[Location identification items]
+ + +
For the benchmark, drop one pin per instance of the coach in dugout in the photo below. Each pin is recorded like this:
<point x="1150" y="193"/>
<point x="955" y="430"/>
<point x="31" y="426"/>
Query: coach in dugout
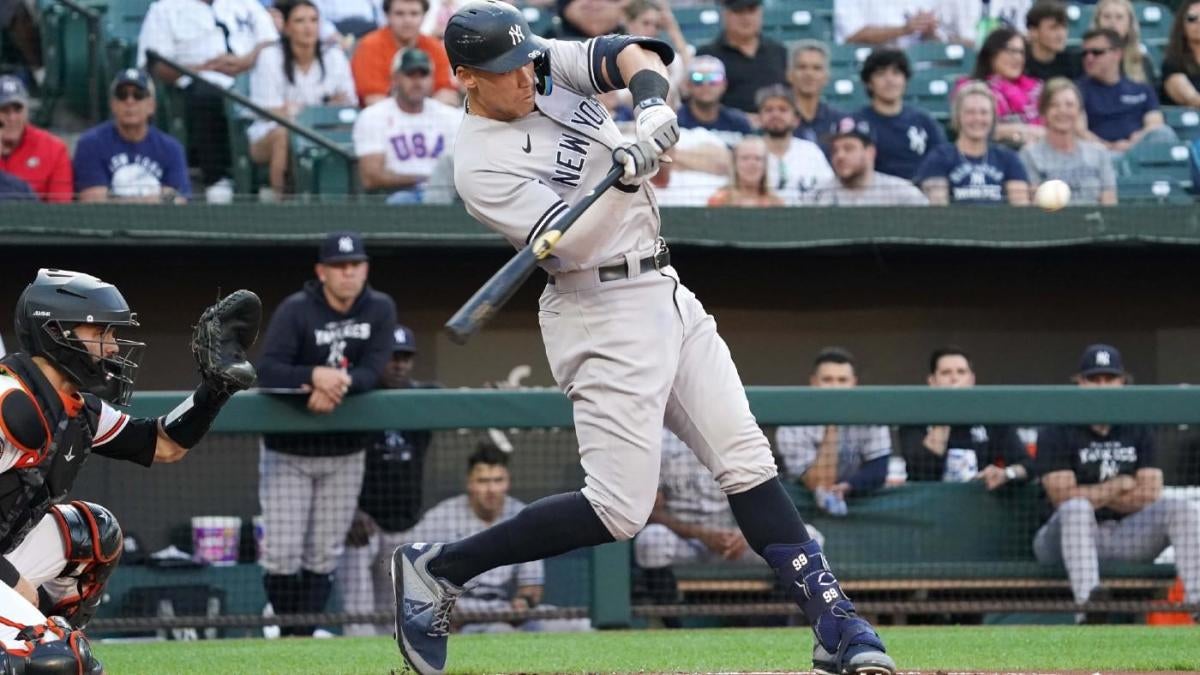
+ + +
### TASK BRIEF
Find each line in the records above that contains the string "point", and copy those lines out in full.

### TASK RESPONSE
<point x="1150" y="193"/>
<point x="955" y="430"/>
<point x="31" y="426"/>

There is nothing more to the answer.